Text to read.
..............................
Showing posts with label solar power. Show all posts
Showing posts with label solar power. Show all posts

Sunday, February 19, 2012

Fracking the Future

Americans seem to be so deeply mired in oil culture that we're never going to escape.

As I wandered through various websites on my Sunday morning catch-up-with-the-news efforts, several stories caught my attention--from Good, Grist, the Times, and other sites that keep me apprised of the world's goings on (since I can't really rely on the Daily Poop to cover much that doesn't happen locally). I tend to focus on energy issues out of habit, and a number of stories resonated with what I've been noticing about a general reluctance to take alternative energy sources seriously in this country.

I was watching Bill Maher's Friday night show on HBO, Real Time, only because there was absolutely nothing else on, and both the Beloved Spouse and I were too tired to do anything but veg. I find Maher mildly amusing at best, and more often irritating, but his guest was Alexandra Wentworth who is both very funny and married to George Stefanopolis. We stayed with the show until the end, mostly out of inertia. Maher's peanut gallery (consisting of Eliot Spitzer, Erin McPike, and Steve Moore) went on to comment on various news items as Maher brought them up. Moore (a Libertarian, co-author of Return to Prosperity) [note: I originally, and mistakenly, referred to this as "Return to Posterity], when talking about clean energy (wind and solar) kept insisting that it's "not economical" and we have to keep fracking and pumping in order to fuel (pardon the pun) future economic recovery. But as any good logic teacher knows, simply asserting something over and over again doesn't make it true; and Moore lacked the time to back his assertion up with any evidence.

But this general notion--that the only "economical" solution to our dependence on foreign oil is to pump more of our own, or find a "bridge" (like natural gas) to tide us over--seems to be embedded in the "conservative" world view at the moment (which doesn't seem all that conservative, upon reflection). Pundits and politicians alike consistently dismiss renewable resources as not cost-effective, or uneconomical. Then they bring up Solyndra as a whipping boy: see what happens when you fund this sort of thing?

Well, according to David Roberts's article in Grist from Friday, the whole Solyndra episode seems to amount to nothing more than a bad call on the part of the Obama administration. The year-long investigation into the loan has turned up, in Robert's words, "Bupkis. Nothing." All efforts to locate wrong-doing have produced nothing more than evidence that it was "a decision made based on merits, undone by economic shifts in the international solar market, with embarrassing political optics. There has been no evidence of wrongdoing. There is no 'scandal.'"

Opponents to alternative fuel sources seem to want this to turn out badly for purely political reasons. Prove that the administration proceeded with this deal for corrupt reason, and it'll tar (again, pardon) the whole industry.

Another story that gave me pause (and reminded me that folks are constantly trying to invent alternatives to fossil fuels) came from Good: Fuel Gets Fruity: Converting Produce Scraps into Gas. Biofuel made from readily available materials seems to be popping up all over the place. Someday, perhaps, we'll all have home scrap-digesters instead of LP gas tanks or natural gas lines running into our homes. As much as I like cooking with gas, I'm working on eliminating the need for it, since I really do think we're running out, and it bloody well terrifies me anyway. Recent evidence also points to the possibility that natural gas isn't as clean as we're being told it is, and is thus much less promising as a cleaner "bridge" fuel that can help us wean ourselves from oil and coal.
..............................
Data shown.
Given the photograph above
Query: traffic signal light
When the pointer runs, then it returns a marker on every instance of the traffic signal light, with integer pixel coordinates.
..............................
Challenge 1. In the blog post on fracking, who wrote the Grist article about the Solyndra investigation?
Challenge 2. From the blog post on fracking, reproduce the part that opens with the words containing "Opponents to alternative" and closes with "the whole industry.", swapping "industry" for "sector".
Challenge 3. Please rewrite the paragraph of the blog post on fracking that begins "Well, according to David Roberts's article" in a shorter form, keeping its main facts.

Correct response 1. David Roberts

Correct response 2.
Opponents to alternative fuel sources seem to want this to turn out badly for purely political reasons. Prove that the administration proceeded with this deal for corrupt reason, and it'll tar (again, pardon) the whole sector.

Correct response 3. David Roberts's Friday article in Grist reports that the year-long investigation into the Solyndra loan found no evidence of wrongdoing and no scandal. The episode was a bad call by the Obama administration: a decision made on its merits, undone by economic shifts in the international solar market, with embarrassing political optics.